Reproduce the parliamentary debate excerpt in full, word for word.

Reading passage:
****************************************

Mr. Cryer : If a guillotine follows, that will be relevant to the business interests of Tory Members involved in the Health Service. Rumours are flying that a guillotine will follow and it is said that the Government have moved to adjourn progress ready to introduce a guillotine. That will curtail discussion greatly and would be to the advantage of hon. Members who see privatisation as a great opportunity for the enterprise culture, as opposed to Opposition Members who have tabled clauses and amendments to try to retain public ownership of the National Health Service. I suggest to my hon. Friend that the business interests of Tory Members are relevant to the debate.
Mr. Cook : My hon. Friend tempts me, but I shall be guided by your advice, Mr. Deputy Speaker, and
Mr. Campbell-Savours rose
Mr. Cook : I cannot resist giving way to my hon. Friend on this point.
Mr. Campbell-Savours : If it is the Government's intention to curtail debate on new clause 9, and our efforts today to draw the public's attention to the relationship between Conservative Members and private contractors are curtailed, we shall bring Parliament to a halt. The public need to know what is going on in that sleazy relationship. If our debate is curtailed in any way we shall bring this place to a halt.

****************************************

Collection entries
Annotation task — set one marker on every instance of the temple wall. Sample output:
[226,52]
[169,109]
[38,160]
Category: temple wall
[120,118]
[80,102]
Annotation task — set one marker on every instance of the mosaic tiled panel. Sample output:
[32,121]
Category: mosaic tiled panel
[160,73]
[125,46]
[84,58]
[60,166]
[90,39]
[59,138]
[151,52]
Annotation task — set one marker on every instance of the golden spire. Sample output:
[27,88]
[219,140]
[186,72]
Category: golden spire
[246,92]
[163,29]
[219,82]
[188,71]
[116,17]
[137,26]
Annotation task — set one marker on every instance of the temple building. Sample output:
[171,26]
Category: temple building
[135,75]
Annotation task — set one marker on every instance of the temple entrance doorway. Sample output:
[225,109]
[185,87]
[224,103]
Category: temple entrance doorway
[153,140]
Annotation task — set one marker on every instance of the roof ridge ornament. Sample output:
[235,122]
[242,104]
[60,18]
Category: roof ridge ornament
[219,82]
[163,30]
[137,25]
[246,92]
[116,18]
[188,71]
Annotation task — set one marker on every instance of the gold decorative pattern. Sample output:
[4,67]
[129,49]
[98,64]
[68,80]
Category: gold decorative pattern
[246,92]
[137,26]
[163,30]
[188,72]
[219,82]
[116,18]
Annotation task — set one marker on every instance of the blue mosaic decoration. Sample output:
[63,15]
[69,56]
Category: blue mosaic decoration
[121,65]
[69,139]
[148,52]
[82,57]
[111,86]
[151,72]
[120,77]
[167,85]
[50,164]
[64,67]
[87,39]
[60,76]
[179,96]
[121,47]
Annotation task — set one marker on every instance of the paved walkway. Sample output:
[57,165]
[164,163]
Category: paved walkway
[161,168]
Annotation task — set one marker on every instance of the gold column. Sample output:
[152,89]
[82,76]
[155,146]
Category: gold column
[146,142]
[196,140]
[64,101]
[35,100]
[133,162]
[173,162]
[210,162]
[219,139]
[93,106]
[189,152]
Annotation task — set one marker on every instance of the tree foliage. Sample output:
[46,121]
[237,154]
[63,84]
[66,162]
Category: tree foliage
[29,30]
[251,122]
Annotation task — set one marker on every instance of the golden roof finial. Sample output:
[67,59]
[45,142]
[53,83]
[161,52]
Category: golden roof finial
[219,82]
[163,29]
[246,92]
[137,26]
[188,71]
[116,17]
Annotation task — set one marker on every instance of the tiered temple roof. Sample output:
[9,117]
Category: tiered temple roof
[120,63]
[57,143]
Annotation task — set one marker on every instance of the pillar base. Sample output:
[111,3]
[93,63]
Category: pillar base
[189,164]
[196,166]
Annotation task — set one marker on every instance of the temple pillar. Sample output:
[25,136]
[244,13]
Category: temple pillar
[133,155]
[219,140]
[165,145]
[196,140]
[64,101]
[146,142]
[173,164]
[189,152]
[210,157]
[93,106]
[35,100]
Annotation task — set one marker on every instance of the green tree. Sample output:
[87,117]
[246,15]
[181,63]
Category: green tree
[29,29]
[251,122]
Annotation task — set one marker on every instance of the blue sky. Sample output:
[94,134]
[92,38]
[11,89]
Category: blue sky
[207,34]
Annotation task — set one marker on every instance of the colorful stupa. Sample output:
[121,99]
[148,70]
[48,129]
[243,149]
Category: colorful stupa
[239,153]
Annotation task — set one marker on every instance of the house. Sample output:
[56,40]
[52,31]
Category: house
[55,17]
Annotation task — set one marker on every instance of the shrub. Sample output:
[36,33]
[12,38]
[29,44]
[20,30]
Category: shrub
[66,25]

****************************************

The solution:
Mr. Cryer : If a guillotine follows, that will be relevant to the business interests of Tory Members involved in the Health Service. Rumours are flying that a guillotine will follow and it is said that the Government have moved to adjourn progress ready to introduce a guillotine. That will curtail discussion greatly and would be to the advantage of hon. Members who see privatisation as a great opportunity for the enterprise culture, as opposed to Opposition Members who have tabled clauses and amendments to try to retain public ownership of the National Health Service. I suggest to my hon. Friend that the business interests of Tory Members are relevant to the debate.
Mr. Cook : My hon. Friend tempts me, but I shall be guided by your advice, Mr. Deputy Speaker, and
Mr. Campbell-Savours rose
Mr. Cook : I cannot resist giving way to my hon. Friend on this point.
Mr. Campbell-Savours : If it is the Government's intention to curtail debate on new clause 9, and our efforts today to draw the public's attention to the relationship between Conservative Members and private contractors are curtailed, we shall bring Parliament to a halt. The public need to know what is going on in that sleazy relationship. If our debate is curtailed in any way we shall bring this place to a halt.